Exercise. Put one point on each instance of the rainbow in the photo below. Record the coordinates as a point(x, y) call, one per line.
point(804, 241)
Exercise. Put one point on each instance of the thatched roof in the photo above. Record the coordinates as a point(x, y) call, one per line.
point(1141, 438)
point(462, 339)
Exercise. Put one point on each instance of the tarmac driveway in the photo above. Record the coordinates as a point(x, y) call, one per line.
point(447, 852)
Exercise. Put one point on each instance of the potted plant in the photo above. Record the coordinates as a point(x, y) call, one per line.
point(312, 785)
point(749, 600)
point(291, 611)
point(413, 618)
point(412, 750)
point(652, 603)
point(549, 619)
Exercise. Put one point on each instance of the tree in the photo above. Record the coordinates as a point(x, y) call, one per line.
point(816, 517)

**ABOUT THIS TASK**
Return the listing above word for word.

**TASK RESULT**
Exercise. Put one point on each instance of the rainbow in the photo below. Record the coordinates as a point(x, y) call, one per line.
point(804, 241)
Exercise. Put one point on each instance of the thatched roof in the photo above. Record the coordinates as a point(x, y) call, one per line.
point(1141, 438)
point(462, 339)
Exercise. Put one point on each instance of the tarmac driveway in the photo above. Record the coordinates as a point(x, y) call, one per line.
point(447, 852)
Exercise. Put one point on each instance of the potted plant in the photo above. Record the coordinates as a point(x, y) call, one per line.
point(312, 785)
point(749, 600)
point(291, 611)
point(413, 618)
point(412, 750)
point(652, 603)
point(549, 619)
Exercise. Put one point on each instance of the tree in the photo above. Record the coordinates as a point(x, y) call, one per line.
point(816, 517)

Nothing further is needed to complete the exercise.